──────── Task input

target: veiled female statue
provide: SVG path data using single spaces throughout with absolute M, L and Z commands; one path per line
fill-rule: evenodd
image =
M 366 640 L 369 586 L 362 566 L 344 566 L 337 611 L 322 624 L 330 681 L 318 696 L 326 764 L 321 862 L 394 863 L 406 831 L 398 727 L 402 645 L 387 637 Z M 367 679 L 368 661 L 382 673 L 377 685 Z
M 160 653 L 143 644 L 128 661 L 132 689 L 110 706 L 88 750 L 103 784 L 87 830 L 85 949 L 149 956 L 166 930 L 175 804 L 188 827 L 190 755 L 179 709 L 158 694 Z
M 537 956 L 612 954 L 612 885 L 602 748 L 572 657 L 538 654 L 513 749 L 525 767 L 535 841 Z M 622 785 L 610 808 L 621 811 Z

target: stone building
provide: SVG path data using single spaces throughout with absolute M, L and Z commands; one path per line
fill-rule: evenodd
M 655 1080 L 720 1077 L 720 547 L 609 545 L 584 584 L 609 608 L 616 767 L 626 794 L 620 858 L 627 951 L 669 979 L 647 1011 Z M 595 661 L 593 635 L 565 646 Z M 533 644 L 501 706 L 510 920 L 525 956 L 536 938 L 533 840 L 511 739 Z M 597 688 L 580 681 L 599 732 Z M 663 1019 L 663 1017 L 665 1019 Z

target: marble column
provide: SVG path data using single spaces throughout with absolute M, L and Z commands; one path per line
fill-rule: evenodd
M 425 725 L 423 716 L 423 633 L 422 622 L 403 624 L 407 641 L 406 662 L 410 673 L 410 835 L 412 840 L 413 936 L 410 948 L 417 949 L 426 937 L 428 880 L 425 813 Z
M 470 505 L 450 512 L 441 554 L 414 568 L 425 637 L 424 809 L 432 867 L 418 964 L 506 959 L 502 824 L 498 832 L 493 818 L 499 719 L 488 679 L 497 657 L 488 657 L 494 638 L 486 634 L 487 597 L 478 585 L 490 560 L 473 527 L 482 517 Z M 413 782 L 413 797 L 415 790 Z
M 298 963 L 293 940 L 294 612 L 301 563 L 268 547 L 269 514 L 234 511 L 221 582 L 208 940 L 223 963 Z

────────────────

▶ [What you should do]: Restate every record above, exactly, in full.

▶ [Answer to this exercise]:
target: veiled female statue
provide: SVG path data using single spaces throughout with absolute M, L and Z commands; one path per line
fill-rule: evenodd
image =
M 366 640 L 369 586 L 362 566 L 344 566 L 337 611 L 322 624 L 330 681 L 318 696 L 326 764 L 321 862 L 394 863 L 406 831 L 398 727 L 402 645 L 387 637 Z M 367 679 L 368 661 L 382 673 L 377 685 Z
M 160 653 L 143 644 L 128 661 L 132 689 L 110 706 L 88 750 L 103 784 L 87 830 L 85 949 L 149 956 L 166 930 L 175 804 L 188 827 L 190 755 L 179 709 L 158 694 Z
M 537 956 L 612 954 L 612 885 L 602 748 L 572 657 L 538 654 L 513 749 L 525 767 L 535 841 Z M 622 785 L 610 808 L 621 811 Z

target: stone building
provide: SVG path data using single spaces throughout with absolute M, L and Z commands; one path per line
fill-rule: evenodd
M 655 1080 L 720 1077 L 720 547 L 609 545 L 584 584 L 609 608 L 616 767 L 626 794 L 620 858 L 627 951 L 669 979 L 647 1011 Z M 595 661 L 593 635 L 565 646 Z M 533 644 L 501 706 L 510 920 L 525 956 L 536 938 L 533 840 L 511 739 Z M 597 688 L 580 681 L 599 732 Z M 663 1019 L 663 1017 L 665 1019 Z

target: marble column
provide: SVG path data using single spaces throughout with absolute M, L and Z commands; one path per line
fill-rule: evenodd
M 425 725 L 423 716 L 423 633 L 422 622 L 403 624 L 407 641 L 406 662 L 410 673 L 410 835 L 412 840 L 413 936 L 410 948 L 417 949 L 426 937 L 428 880 L 425 813 Z
M 470 505 L 450 512 L 441 554 L 414 568 L 425 637 L 424 809 L 432 867 L 418 964 L 506 959 L 502 824 L 498 832 L 493 818 L 499 719 L 488 679 L 497 657 L 488 657 L 494 638 L 486 634 L 487 597 L 478 585 L 490 560 L 473 527 L 482 517 Z M 413 782 L 413 797 L 415 790 Z
M 298 963 L 293 940 L 294 612 L 301 563 L 268 547 L 269 514 L 234 511 L 221 582 L 208 940 L 223 963 Z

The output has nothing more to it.